*STATED TASK*:
Look for the line containing "the white wall." in the listing below. Retype that line and every subsequent line through the last one, and only those.

*ITEMS*:
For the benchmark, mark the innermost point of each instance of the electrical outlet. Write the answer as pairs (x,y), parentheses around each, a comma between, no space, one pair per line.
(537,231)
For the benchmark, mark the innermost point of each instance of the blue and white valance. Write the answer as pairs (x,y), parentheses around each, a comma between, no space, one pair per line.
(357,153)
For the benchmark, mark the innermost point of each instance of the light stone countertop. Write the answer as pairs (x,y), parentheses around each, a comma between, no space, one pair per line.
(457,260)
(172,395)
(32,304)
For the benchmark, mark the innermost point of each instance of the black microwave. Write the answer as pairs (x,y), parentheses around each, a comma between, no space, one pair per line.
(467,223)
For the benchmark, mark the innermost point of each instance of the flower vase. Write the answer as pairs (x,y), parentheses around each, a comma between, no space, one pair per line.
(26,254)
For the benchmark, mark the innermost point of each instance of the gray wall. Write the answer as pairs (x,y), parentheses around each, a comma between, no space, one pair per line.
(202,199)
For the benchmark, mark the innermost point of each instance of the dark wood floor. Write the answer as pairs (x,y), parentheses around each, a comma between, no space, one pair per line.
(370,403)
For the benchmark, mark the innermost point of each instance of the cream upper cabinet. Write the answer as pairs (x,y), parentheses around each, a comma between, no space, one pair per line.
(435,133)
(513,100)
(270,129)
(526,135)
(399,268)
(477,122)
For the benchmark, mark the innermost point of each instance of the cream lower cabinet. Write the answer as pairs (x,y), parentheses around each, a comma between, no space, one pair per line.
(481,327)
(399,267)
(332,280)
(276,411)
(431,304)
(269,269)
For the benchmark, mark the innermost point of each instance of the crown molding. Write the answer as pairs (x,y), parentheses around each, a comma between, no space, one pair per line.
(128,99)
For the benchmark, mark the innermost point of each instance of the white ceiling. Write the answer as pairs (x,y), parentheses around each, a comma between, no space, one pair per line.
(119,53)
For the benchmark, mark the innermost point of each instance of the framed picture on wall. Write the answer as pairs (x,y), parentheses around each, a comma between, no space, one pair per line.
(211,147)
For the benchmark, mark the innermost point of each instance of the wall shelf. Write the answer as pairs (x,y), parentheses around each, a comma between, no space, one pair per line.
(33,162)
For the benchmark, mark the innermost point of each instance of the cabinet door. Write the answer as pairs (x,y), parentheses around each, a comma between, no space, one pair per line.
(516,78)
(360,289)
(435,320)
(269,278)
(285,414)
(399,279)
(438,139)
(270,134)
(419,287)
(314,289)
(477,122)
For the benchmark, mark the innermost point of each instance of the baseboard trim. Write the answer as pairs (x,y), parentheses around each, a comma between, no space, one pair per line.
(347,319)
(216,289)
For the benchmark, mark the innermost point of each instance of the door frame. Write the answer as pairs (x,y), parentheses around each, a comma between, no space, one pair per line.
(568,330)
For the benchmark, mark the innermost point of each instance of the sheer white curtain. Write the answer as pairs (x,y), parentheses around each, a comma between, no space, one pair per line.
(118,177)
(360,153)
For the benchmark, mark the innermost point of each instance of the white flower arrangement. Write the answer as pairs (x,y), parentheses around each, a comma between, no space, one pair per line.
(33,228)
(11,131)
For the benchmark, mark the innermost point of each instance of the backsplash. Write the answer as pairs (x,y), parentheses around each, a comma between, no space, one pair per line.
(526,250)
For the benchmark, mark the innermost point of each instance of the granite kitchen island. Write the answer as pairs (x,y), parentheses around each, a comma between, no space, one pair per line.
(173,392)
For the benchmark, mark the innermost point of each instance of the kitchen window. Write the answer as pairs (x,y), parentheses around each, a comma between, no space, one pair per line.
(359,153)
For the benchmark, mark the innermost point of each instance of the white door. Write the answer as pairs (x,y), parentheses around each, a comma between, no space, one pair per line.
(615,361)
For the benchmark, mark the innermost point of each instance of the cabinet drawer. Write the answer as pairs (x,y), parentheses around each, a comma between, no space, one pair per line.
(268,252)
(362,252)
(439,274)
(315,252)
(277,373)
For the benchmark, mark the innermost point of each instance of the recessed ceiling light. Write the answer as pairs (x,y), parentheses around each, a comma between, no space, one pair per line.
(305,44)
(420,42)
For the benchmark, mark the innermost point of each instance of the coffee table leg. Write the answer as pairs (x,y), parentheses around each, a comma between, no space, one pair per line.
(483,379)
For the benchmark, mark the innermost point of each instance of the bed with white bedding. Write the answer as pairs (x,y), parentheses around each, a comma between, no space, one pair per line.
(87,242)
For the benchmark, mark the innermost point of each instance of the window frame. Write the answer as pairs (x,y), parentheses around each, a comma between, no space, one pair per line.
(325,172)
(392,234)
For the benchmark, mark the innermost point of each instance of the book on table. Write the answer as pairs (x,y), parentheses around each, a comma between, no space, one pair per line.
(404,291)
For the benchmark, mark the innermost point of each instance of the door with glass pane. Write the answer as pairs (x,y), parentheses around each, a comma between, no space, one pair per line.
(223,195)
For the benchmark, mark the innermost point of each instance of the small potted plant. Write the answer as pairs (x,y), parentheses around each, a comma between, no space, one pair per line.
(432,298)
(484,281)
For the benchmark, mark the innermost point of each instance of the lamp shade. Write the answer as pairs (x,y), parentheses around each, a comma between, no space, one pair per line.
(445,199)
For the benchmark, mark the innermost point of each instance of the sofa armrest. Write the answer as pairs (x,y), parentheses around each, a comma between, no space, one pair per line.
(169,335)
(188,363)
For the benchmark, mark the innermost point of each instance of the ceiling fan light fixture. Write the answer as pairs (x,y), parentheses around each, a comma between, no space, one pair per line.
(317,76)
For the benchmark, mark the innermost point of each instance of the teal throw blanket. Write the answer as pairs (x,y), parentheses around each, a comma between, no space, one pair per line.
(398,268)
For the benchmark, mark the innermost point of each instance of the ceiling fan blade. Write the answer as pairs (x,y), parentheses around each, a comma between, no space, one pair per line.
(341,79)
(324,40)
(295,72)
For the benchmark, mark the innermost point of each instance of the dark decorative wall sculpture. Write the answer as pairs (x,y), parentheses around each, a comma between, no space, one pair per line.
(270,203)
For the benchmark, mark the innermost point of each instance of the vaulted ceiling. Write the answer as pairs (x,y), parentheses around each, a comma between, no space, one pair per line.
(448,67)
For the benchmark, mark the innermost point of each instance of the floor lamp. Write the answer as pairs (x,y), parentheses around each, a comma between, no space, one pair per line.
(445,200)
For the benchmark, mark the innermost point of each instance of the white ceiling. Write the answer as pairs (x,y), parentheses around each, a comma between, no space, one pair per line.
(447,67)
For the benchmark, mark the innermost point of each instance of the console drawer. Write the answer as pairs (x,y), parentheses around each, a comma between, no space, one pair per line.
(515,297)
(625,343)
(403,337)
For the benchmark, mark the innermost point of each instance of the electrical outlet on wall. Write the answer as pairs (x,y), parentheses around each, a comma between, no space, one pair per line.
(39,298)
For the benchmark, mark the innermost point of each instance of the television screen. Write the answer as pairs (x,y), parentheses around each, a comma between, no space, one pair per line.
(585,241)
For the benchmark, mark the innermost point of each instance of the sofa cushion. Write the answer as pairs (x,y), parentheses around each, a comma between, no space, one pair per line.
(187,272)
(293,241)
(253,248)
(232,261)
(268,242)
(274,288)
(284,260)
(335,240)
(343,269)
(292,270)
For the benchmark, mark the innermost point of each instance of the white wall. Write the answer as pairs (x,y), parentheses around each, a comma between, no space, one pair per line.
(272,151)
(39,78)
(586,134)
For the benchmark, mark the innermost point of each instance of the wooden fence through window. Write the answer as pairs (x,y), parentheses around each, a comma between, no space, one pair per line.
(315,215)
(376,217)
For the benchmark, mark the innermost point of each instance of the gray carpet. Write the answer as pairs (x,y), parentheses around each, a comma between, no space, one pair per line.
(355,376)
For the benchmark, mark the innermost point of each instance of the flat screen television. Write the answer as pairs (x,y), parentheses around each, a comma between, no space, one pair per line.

*EXPECTED OUTPUT*:
For the benchmark, mark the innermost point of each instance of the white wall. Write the answer as pairs (x,y), parentheses around each, a comma between, no space, one pair per line.
(272,151)
(39,78)
(586,134)
For the benchmark, mark the innermost point of each instance of the wooden fence through window. Write the answer as pairs (x,y), parentheses around each, a comma between, no space, one pair per line.
(315,215)
(376,217)
For the benchmark, mark the innermost point of each instance of the gray carpet. Write the answer as pairs (x,y), parentheses around each, a comma between, no space, one pair per line.
(355,376)
For the benchmark, mark the innermost point of each instance of the flat screen television. Write the answer as pairs (x,y), parentheses around each, a comma between, no space, one pair per line.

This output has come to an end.